François Darnaudet, Les Dieux de Cluny

(précédé du Fantôme d'Orsay)

Nestiveqnen éd., coll. Fractales/Fantastique, 2003, 336 p.

C'est avec une satisfaction sans mélange que les « anciens » (les plus de 50 ans !) trouveront dans ce roman ce qui a fait le bonheur de bien des heures de leur adolescence : des histoires qui courent hardiment, sans se soucier des genres, mêlant allégrement policier, fantastique, aventure, terreur et sentiments. De plus, construites dans un style qui tient davantage des romans-feuilletons du XIXe que des canons esthétiques de notre époque, trop proche des goûts américains et ayant perdu la saveur des productions françaises. Cette littérature de « consommation » des feuilletonistes, comme la nomment dédaigneusement les puristes, a encore de beaux jours devant elle si des auteurs comme Darnaudet s'y attellent. C'est le genre de romans qui conduit à l'amour des livres, de tous les livres, avec le plaisir d'y revenir quand on le souhaite, pour l'étude ou pour l'agrément.Ce sera toujours le coeur réjoui que les amateurs de détente retrouveront les pérégrinations de leurs héros affrontant une succession interminable d'obstacles en vivant des doutes et des épreuves pénibles.

Le fantastique domine ici, ce qui explique le choix de ce recueil dans cette collection. Recueil, diptyque plutôt, puisque les deux romans d'une certaine manière se suivent.

# DONNÉES PRÉSENTÉES
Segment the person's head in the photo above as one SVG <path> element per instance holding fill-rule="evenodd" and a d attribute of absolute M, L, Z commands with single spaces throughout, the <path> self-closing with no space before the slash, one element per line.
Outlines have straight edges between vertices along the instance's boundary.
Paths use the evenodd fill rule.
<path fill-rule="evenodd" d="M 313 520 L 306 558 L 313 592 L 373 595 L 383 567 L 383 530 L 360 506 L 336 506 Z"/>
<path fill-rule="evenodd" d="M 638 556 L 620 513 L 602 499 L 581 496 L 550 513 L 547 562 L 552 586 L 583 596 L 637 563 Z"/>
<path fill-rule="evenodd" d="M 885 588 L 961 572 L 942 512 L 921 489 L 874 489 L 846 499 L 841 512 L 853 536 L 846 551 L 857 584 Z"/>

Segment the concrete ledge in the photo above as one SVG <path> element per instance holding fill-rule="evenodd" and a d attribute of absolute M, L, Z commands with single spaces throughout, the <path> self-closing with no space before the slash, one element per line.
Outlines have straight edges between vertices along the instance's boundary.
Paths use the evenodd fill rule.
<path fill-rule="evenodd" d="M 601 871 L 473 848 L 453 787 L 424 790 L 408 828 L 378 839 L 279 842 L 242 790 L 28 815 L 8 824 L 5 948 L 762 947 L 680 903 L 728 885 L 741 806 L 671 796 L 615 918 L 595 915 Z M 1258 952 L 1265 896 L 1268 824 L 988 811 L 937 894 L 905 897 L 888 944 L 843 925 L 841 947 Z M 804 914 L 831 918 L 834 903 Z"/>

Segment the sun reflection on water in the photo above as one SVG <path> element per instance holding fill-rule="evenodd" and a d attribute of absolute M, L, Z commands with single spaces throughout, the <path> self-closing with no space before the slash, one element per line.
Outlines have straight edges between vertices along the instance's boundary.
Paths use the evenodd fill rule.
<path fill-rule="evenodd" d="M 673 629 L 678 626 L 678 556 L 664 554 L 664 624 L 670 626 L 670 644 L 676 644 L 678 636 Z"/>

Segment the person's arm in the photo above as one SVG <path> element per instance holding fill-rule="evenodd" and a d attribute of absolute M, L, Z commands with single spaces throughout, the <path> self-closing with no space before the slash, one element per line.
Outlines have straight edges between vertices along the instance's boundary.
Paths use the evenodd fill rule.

# TRAVAIL DEMANDÉ
Réécrivez le passage de la critique des Dieux de Cluny qui commence par "Le fantastique domine" et se termine par "manière se suivent.", en remplaçant "diptyque" par "ensemble".

# SOLUTION RÉDIGÉE
Le fantastique domine ici, ce qui explique le choix de ce recueil dans cette collection. Recueil, ensemble plutôt, puisque les deux romans d'une certaine manière se suivent.